## BEGIN Stored rows
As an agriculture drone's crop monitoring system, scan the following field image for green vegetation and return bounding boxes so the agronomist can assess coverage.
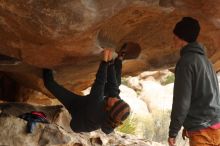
[117,110,170,143]
[117,116,137,135]
[160,74,175,85]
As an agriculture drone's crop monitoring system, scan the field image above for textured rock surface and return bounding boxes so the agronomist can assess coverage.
[0,103,163,146]
[0,0,220,100]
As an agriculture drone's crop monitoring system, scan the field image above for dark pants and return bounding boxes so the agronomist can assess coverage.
[43,59,122,114]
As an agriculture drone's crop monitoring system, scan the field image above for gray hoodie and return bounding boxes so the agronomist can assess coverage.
[169,42,220,137]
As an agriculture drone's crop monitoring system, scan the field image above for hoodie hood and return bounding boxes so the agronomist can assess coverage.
[180,42,205,56]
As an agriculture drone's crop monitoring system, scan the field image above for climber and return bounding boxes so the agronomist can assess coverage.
[43,45,140,134]
[168,17,220,146]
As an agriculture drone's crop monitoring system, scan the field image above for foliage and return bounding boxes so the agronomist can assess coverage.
[161,74,175,85]
[117,116,137,135]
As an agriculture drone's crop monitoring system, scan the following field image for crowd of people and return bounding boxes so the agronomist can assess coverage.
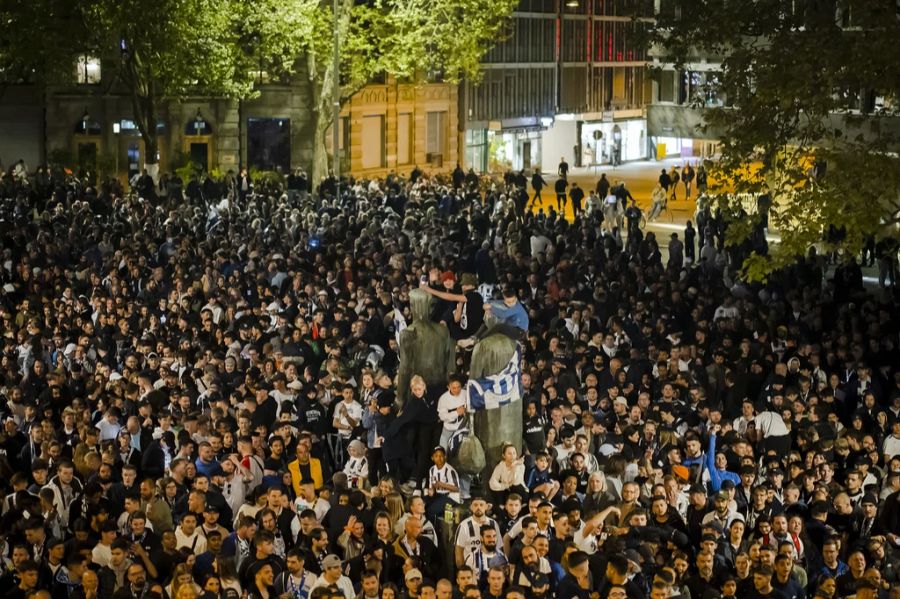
[0,157,900,599]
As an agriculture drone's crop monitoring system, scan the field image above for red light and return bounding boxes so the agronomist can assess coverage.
[556,19,560,60]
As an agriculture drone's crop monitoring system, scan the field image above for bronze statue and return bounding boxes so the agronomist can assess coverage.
[469,333,523,480]
[397,289,456,406]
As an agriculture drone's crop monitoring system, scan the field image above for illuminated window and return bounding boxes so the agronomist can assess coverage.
[75,54,100,84]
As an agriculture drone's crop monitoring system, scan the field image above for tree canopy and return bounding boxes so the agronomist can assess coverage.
[651,0,900,280]
[303,0,518,181]
[0,0,518,175]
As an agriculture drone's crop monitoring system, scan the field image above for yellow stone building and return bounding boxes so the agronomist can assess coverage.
[340,78,459,177]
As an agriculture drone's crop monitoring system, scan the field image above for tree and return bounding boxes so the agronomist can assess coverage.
[85,0,313,176]
[0,0,315,173]
[303,0,518,182]
[651,0,900,280]
[0,0,518,181]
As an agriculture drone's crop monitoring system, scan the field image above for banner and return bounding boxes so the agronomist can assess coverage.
[467,347,522,412]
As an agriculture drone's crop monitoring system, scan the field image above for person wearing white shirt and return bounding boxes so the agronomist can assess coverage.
[311,554,356,599]
[343,439,369,489]
[454,496,500,567]
[332,385,362,440]
[488,443,528,503]
[438,375,469,449]
[881,420,900,463]
[422,445,462,518]
[91,522,118,568]
[572,505,622,555]
[753,411,791,456]
[175,512,206,555]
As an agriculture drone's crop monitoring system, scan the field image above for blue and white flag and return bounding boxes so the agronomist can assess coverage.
[467,347,522,412]
[394,304,407,345]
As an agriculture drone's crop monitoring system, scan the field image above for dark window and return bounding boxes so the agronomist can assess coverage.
[247,118,291,172]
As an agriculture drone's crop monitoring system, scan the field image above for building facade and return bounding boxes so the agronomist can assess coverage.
[460,0,654,172]
[336,78,459,177]
[0,57,459,179]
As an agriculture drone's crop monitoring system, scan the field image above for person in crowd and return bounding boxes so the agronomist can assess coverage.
[0,165,900,599]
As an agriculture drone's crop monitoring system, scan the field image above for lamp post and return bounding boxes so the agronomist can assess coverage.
[331,0,341,200]
[194,108,205,135]
[113,121,122,179]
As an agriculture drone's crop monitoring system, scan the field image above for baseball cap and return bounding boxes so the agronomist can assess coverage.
[690,483,706,495]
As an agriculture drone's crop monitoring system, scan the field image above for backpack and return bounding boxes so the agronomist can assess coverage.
[448,418,487,475]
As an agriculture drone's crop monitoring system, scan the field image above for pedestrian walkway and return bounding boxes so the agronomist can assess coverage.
[528,158,712,225]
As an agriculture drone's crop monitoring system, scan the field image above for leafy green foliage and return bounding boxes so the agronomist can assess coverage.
[651,0,900,280]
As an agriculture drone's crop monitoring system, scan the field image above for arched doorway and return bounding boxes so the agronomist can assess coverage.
[182,110,213,171]
[72,110,103,170]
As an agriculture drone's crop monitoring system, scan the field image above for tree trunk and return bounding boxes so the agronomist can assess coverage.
[126,55,159,183]
[309,110,331,189]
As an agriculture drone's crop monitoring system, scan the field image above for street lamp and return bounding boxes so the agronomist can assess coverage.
[113,121,122,179]
[194,108,206,135]
[331,0,341,200]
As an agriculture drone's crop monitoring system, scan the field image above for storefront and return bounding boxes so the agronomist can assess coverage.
[465,118,550,173]
[580,119,647,167]
[650,135,719,160]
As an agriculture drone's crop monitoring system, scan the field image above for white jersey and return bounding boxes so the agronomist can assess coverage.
[456,516,501,559]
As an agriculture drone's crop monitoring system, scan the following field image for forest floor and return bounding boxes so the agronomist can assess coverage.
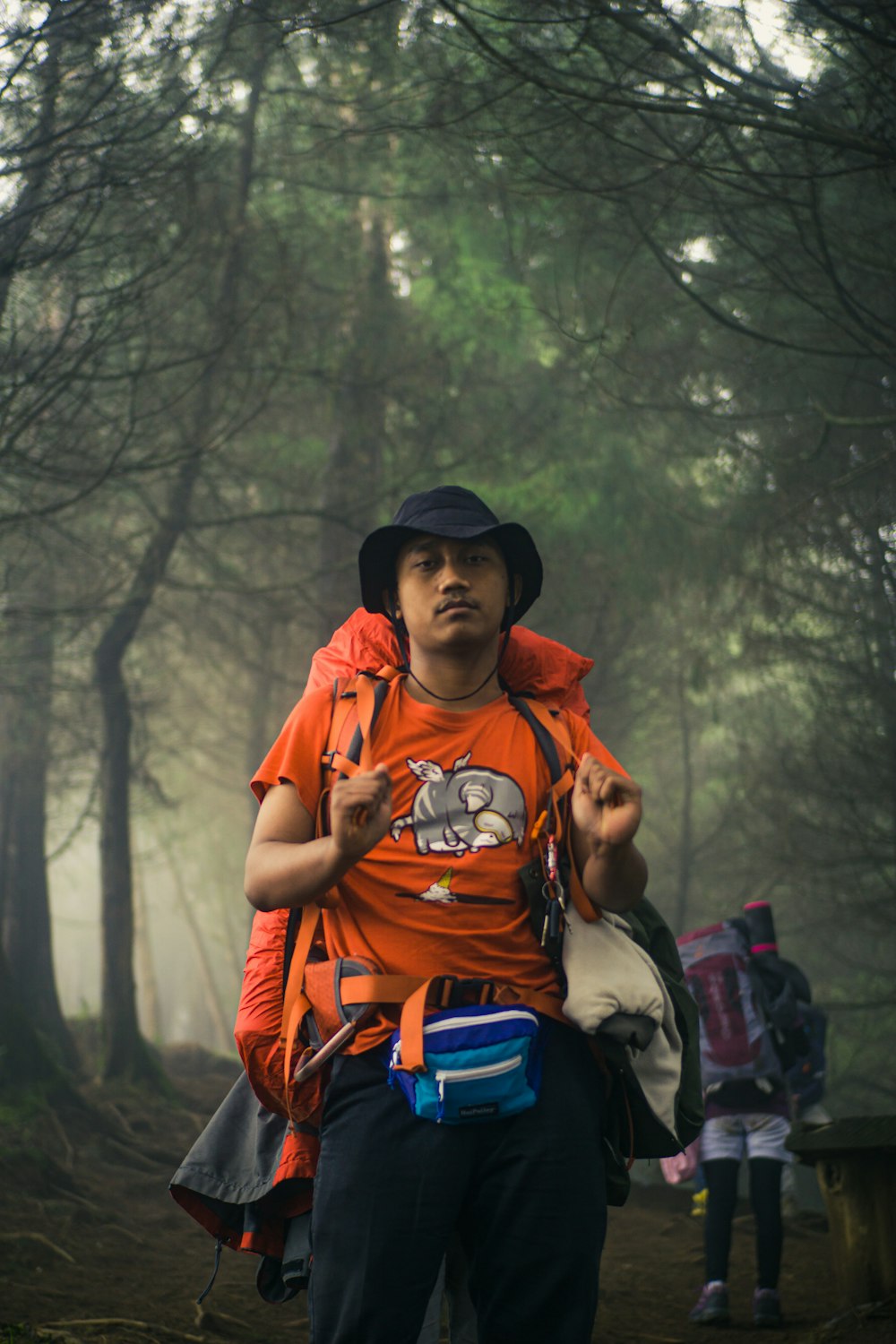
## END Stored rows
* _Work to complete_: Quote, without alteration, the lines running from the line containing "above for street" to the last line of the entries, and include no pictures.

* _Result for this exercise_:
As an agriculture drone's crop monitoring system, scan the field image above for street lamp and return bounding boxes so the agronomist can assess coverage.
[113,121,122,179]
[194,108,206,135]
[331,0,341,200]
As an agriculture drone's crop monitoring system, scan the field image above for storefront and return bounding boxes so the agronomist can assess coverage.
[465,118,550,173]
[580,119,647,167]
[650,135,719,160]
As an agriculture drone's crop monitoring system, scan the field image above for white jersey and return bounding boxes so the agronomist can assess coverage.
[456,516,501,559]
As an agriculture drone's crop monitoring system, scan the following field image for forest floor and return bounding boxes so the agronomist can assess coverage.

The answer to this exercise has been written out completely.